*Goal:* Pick out every line of the records below that contains the string "Target", and copy each such line in full.

*Given entries:*
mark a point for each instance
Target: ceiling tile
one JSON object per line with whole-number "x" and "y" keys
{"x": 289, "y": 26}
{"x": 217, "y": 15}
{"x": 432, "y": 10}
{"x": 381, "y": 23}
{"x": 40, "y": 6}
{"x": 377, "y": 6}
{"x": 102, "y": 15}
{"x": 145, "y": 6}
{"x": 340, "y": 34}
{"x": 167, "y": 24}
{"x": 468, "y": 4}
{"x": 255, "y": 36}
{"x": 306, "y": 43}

* * *

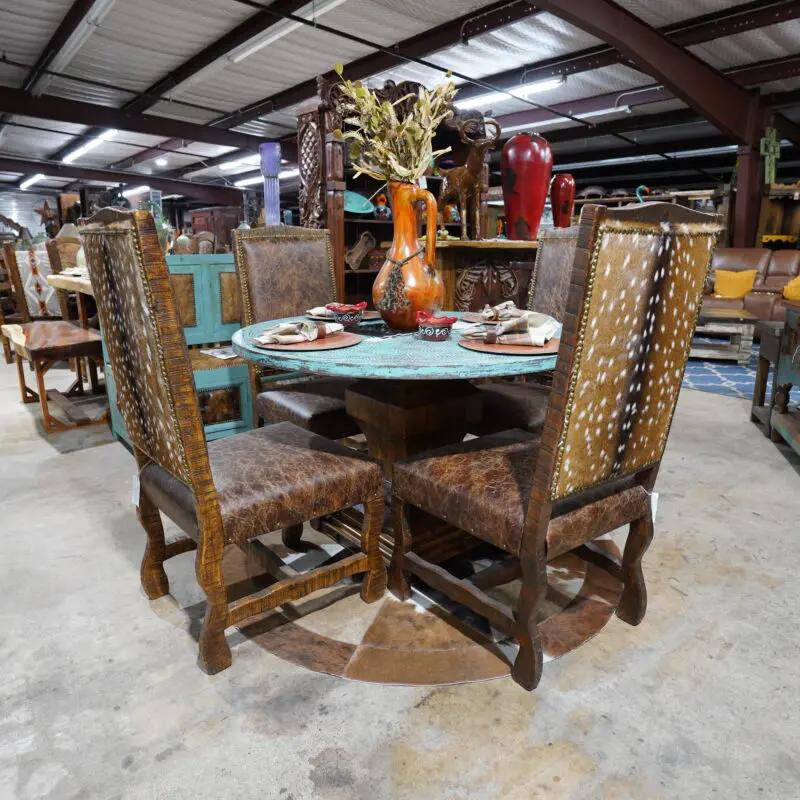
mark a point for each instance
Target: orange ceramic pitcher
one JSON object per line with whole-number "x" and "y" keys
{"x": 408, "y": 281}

* * *

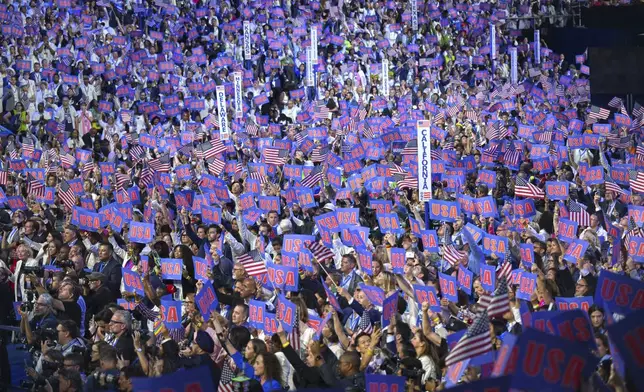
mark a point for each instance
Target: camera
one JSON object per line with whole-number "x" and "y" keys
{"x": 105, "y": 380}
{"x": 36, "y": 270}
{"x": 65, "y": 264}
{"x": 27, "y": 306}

*Exercise solution:*
Target: ceiling tile
Target: orange ceramic pitcher
Target: camera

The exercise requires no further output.